> [Exercise description]: Your answer should contain every line of the records, transcribed word for word.

> [Dataset content]:
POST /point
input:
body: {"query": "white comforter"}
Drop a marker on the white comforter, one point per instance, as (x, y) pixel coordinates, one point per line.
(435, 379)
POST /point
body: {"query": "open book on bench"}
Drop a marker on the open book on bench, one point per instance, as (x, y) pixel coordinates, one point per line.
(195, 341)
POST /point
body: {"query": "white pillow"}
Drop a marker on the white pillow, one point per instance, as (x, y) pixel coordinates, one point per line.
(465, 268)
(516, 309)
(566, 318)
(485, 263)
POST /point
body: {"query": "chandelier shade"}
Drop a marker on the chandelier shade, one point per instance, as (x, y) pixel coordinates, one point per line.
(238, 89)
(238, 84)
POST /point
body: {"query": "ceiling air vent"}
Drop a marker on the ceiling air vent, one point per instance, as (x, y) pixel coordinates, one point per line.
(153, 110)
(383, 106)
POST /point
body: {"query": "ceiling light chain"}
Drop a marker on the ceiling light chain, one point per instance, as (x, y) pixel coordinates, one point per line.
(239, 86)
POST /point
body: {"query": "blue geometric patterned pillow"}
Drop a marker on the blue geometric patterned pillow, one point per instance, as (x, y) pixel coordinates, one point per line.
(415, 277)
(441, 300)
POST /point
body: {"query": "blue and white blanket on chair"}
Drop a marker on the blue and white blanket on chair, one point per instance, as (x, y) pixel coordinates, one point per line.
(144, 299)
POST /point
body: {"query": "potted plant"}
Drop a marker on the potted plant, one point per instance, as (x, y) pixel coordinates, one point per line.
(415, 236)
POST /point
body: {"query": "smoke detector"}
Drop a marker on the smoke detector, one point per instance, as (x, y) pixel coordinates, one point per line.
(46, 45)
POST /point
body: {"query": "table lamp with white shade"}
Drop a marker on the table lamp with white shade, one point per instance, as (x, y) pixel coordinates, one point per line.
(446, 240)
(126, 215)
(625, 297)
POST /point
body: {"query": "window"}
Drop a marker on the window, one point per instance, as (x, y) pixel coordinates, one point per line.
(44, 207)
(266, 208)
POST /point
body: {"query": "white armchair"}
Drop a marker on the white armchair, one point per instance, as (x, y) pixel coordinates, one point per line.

> [Result for this exercise]:
POST /point
input:
body: {"query": "white comforter"}
Drop a marker on the white comforter, one point per instance, as (x, y) pixel coordinates, one point per line.
(435, 379)
POST /point
body: {"query": "open book on bench"}
Drop a marker on the open book on bench, one point per instance, as (x, y) pixel coordinates, one point per line.
(195, 341)
POST /point
body: {"query": "white pillow"}
Drop a marker on the white pillow, one point per instance, as (x, y) pixel coordinates, one point per line.
(465, 268)
(516, 309)
(566, 318)
(485, 263)
POST /point
body: {"query": "chandelier shade"}
Drop a marker on the chandelier shade, one point per instance, as (x, y) pixel coordinates, one point per line.
(238, 89)
(238, 84)
POST /point
body: {"query": "ceiling air vent"}
Drop a marker on the ceiling air vent, one point per instance, as (x, y) pixel coordinates, one point per line.
(153, 110)
(383, 106)
POST /point
body: {"query": "ceiling light chain"}
Drop a marker on the ceiling light chain, one point per instance, as (x, y) pixel coordinates, one point per line.
(239, 86)
POST /point
body: {"query": "blue geometric patterned pillow"}
Drop a marker on the blue geometric patterned pillow, one point per instance, as (x, y) pixel coordinates, one point per line.
(415, 277)
(441, 300)
POST /point
body: {"query": "blue and white blanket on chair"}
Drop a marker on the blue and white blanket on chair, one point per instance, as (x, y) pixel coordinates, one point per line.
(144, 299)
POST /point
body: {"query": "potted plant"}
Drop a marker on the potted plant, one point per instance, as (x, y) pixel coordinates, one point per line.
(415, 236)
POST /point
body: {"query": "smoke detector"}
Drop a marker on the smoke detector, one point per instance, as (x, y) pixel coordinates, one point per line.
(46, 45)
POST /point
body: {"query": "table lamp with white shade"}
Drop a marker on the table lamp with white shade, one point per instance, as (x, y) pixel coordinates, one point per line.
(446, 240)
(126, 215)
(625, 297)
POST /point
body: {"query": "window"}
Drop a marker on the window, one point per instance, as (x, y) pixel coordinates, one point per line.
(44, 207)
(266, 208)
POST /point
body: {"query": "white armchair"}
Drop a marker on the white armchair, one point per instance, as (x, y) pixel coordinates, one point per line.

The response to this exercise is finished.